Rewrite all the items below as a numbered list with one line per number, and drop any blank lines.

* _Given records_
▬▬▬

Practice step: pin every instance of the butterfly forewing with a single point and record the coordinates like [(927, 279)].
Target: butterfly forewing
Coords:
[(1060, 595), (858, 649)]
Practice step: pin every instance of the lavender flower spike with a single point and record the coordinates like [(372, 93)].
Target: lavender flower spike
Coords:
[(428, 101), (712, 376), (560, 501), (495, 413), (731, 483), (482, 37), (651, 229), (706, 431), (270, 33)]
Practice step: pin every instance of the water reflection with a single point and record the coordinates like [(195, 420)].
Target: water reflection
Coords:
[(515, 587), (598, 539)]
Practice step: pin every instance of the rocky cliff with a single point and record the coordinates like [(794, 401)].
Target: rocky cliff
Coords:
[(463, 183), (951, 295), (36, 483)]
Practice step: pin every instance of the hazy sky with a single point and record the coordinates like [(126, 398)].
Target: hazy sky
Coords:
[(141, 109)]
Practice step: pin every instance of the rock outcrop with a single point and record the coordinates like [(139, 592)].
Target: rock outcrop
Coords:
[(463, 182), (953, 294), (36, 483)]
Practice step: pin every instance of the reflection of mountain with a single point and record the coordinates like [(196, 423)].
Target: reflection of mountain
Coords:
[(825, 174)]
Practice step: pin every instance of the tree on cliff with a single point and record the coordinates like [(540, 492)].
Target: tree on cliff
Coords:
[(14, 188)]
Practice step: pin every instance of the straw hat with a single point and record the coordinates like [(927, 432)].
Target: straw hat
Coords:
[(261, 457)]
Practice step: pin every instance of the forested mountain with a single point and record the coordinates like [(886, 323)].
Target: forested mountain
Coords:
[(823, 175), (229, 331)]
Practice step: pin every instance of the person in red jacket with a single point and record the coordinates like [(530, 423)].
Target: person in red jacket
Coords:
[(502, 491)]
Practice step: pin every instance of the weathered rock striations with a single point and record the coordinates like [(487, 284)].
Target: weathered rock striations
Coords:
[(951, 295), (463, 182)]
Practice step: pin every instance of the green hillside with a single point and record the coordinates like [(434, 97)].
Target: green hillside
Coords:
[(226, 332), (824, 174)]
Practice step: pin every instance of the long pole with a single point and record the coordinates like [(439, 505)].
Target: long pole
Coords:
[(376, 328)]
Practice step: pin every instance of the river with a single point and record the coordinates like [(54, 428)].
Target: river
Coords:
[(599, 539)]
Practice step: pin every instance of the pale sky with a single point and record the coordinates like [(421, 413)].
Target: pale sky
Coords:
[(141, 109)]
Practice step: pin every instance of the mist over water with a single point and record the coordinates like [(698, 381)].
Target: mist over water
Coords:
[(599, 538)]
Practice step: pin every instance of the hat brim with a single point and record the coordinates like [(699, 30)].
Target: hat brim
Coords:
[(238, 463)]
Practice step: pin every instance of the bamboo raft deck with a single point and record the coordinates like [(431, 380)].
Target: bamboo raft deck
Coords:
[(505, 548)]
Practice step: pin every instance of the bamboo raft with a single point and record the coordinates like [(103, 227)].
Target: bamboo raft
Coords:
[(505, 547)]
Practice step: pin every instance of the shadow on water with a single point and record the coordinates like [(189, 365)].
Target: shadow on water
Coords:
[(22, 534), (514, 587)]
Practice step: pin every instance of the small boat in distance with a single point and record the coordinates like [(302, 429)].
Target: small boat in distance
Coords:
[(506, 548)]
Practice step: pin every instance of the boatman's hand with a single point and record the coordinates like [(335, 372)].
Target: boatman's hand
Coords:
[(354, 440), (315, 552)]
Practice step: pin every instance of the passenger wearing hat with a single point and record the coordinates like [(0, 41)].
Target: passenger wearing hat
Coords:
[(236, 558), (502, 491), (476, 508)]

▬▬▬

* _Solution for this problem_
1. Practice step: pin every instance of the butterfly forewing with a single point and record the coordinates like [(927, 279)].
2. Target: butterfly forewing
3. Coords:
4. [(1060, 595), (858, 649)]
5. Practice step: pin every instance of the lavender flower spike with a single point and record the coordinates like [(372, 93)].
6. Target: lavender flower spike
7. Coords:
8. [(428, 101), (712, 376), (560, 501), (495, 413), (731, 483), (482, 37), (651, 229), (706, 431), (270, 33)]
9. Practice step: pin every instance of the water reflection with a single point and record the coordinates like [(195, 420)].
10. Target: water reflection
11. Coords:
12. [(515, 587), (598, 539)]
13. Practice step: pin every instance of the rocky cliff with a single point and record the coordinates like [(794, 401)].
14. Target: rocky cliff
15. Coords:
16. [(463, 183), (951, 295), (36, 483)]
17. Practice step: pin every instance of the hazy sky with a single point and record the coordinates like [(126, 398)].
18. Target: hazy sky
19. Coords:
20. [(141, 109)]
21. Practice step: pin every instance of the rock outcrop with a single point and record the coordinates like [(139, 592)].
22. Target: rock outcrop
23. Coords:
24. [(463, 182), (953, 294), (36, 483)]
25. Practice step: pin every instance of the reflection of mountain with a single point and record the coordinates like [(196, 423)].
26. Target: reflection of mountain
27. Coords:
28. [(825, 174)]
29. Practice step: pin every instance of the tree on cliff with a single point and record the coordinates like [(540, 492)].
30. Target: tree on cliff
31. Coords:
32. [(14, 188)]
33. Practice step: pin every instance of the straw hat with a single point and record the coordinates like [(927, 432)].
34. Target: straw hat
35. Coords:
36. [(261, 457)]
37. Practice step: pin every instance of the forested mountain with a single point and record the coordinates like [(886, 323)].
38. Target: forested mountain
39. Coords:
40. [(823, 175), (229, 331)]
41. Practice step: pin every instance of the person in red jacket with a single point and record the coordinates like [(530, 423)].
42. Target: person in red jacket
43. Coords:
44. [(502, 491)]
45. Practice step: pin every instance of the weathered rock striations with a single point and record the coordinates like [(487, 284)].
46. Target: weathered rock striations
47. Coords:
48. [(951, 295), (463, 182)]
49. Practice step: pin every instance of the green hillside with a single point and record the coordinates like [(434, 97)].
50. Target: green hillside
51. Coords:
52. [(226, 332), (824, 174)]
53. Practice step: pin every instance of the long pole with a single point and record the coordinates like [(439, 505)].
54. Target: long pole
55. Coords:
56. [(376, 328)]
57. Practice step: pin every instance of the river with a single point and record the coordinates like [(54, 428)].
58. Target: river
59. Coords:
60. [(599, 539)]
61. Practice step: pin every instance of the pale sky with a single point and record the coordinates like [(421, 413)].
62. Target: pale sky
63. Coords:
64. [(141, 109)]
65. Practice step: pin every instance of the mist over water with a single point and record the coordinates like [(698, 381)].
66. Target: mist over water
67. Coords:
68. [(599, 538)]
69. Practice step: pin every instance of the hat brim with a single point and record the coordinates like [(699, 30)].
70. Target: hat brim
71. Coords:
72. [(238, 463)]
73. Practice step: pin every instance of the bamboo raft deck with a single point and record the coordinates like [(431, 380)].
74. Target: bamboo raft deck
75. Coords:
76. [(505, 548)]
77. Practice step: pin every instance of the bamboo raft with a single point and record the coordinates like [(103, 227)].
78. Target: bamboo raft
79. Coords:
80. [(505, 547)]
81. Practice step: pin every instance of the shadow on water with a single point and record the coordinates like [(189, 365)].
82. Target: shadow on water
83. Coords:
84. [(22, 534), (514, 587)]
85. Practice step: pin every instance of the small boat in distance with a single point and record the coordinates like [(302, 429)].
86. Target: small boat in distance
87. Coords:
88. [(506, 548)]
89. Practice step: pin every instance of the boatman's hand with a single point and record the coordinates like [(335, 372)].
90. Target: boatman's hand
91. Coords:
92. [(354, 440), (315, 552)]
93. Practice step: pin every instance of the passenger wearing hat with a single point and record the coordinates like [(0, 41)].
94. Target: passenger wearing hat
95. Coords:
96. [(236, 558), (502, 491), (476, 508)]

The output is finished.